» **Arahan Tugas**
Dengan bersandar pada bagian dokumen di bawah, jelaskan alasan masyarakat adat di Kabupaten Buru mendesak PT. Ormat Geothermal Indonesia meninggalkan tanah adat mereka, dalam satu sampai tiga kalimat.

RAKYATMALUKU.FAJAR.CO.ID — AMBON, — Masyarakat adat di Kabupaten Buru melalui Dewan Pengurus Daerah (DPD) Komite Nasional Pemuda Indonesia (KNPI) Maluku di bawah kepemimpinan Arman Kalean, mendesak PT. Ormat Geothermal Indonesia, agar dapat segera meninggalkan tanah adat masyarakat setempat.
Pasalnya, dari informasi yang diperoleh bahwa perusahaan panas bumi terbarukan tersebut diduga kuat belum mengantongi izin Analisis Dampak Lingkungan (AMDAL), namun tetap melakukan aktivitas Pertambangan Tanpa Izin (PETI) atau pengeboran pada beberapa titik di Desa Wapsalit, Kecamatan Lolong Guba.
Selain itu, PT. Ormat Geothermal Indonesia juga dinilai telah melanggar Hak Asasi Manusia (HAM) dengan melakukan penyerobotan terhadap rumah dan tanah adat milik masyarakat setempat.

» **Data yang Diberikan**
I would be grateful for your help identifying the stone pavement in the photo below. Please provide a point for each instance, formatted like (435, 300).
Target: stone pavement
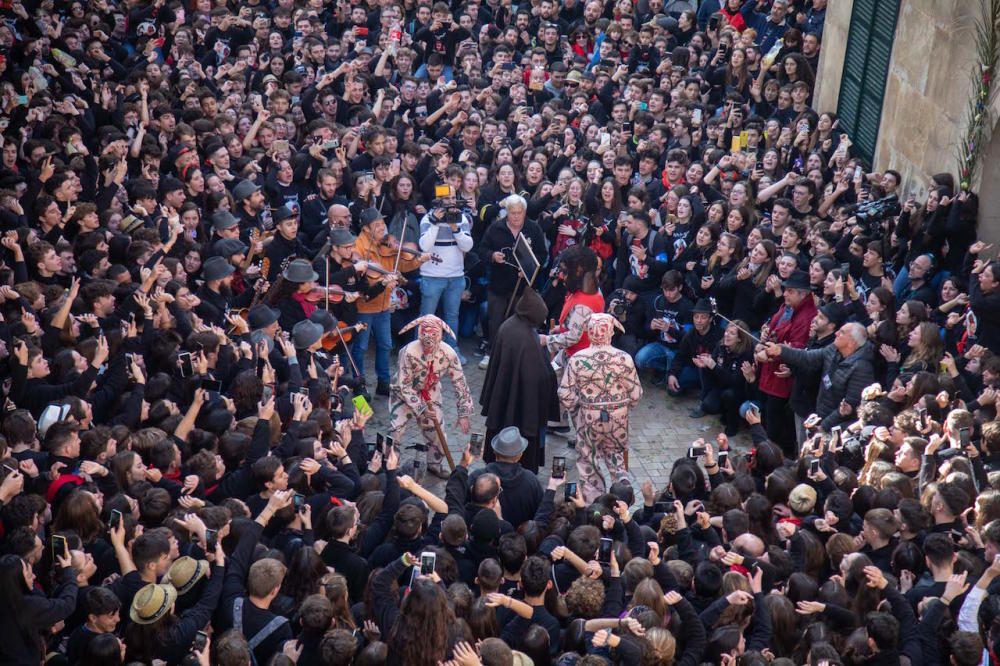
(660, 430)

» **Jawaban Lengkap**
Perusahaan panas bumi itu diduga kuat belum mengantongi izin Analisis Dampak Lingkungan (AMDAL), tetapi tetap melakukan pengeboran di beberapa titik di Desa Wapsalit, Kecamatan Lolong Guba. Selain itu, perusahaan tersebut dinilai telah melanggar Hak Asasi Manusia karena menyerobot rumah dan tanah adat milik masyarakat setempat.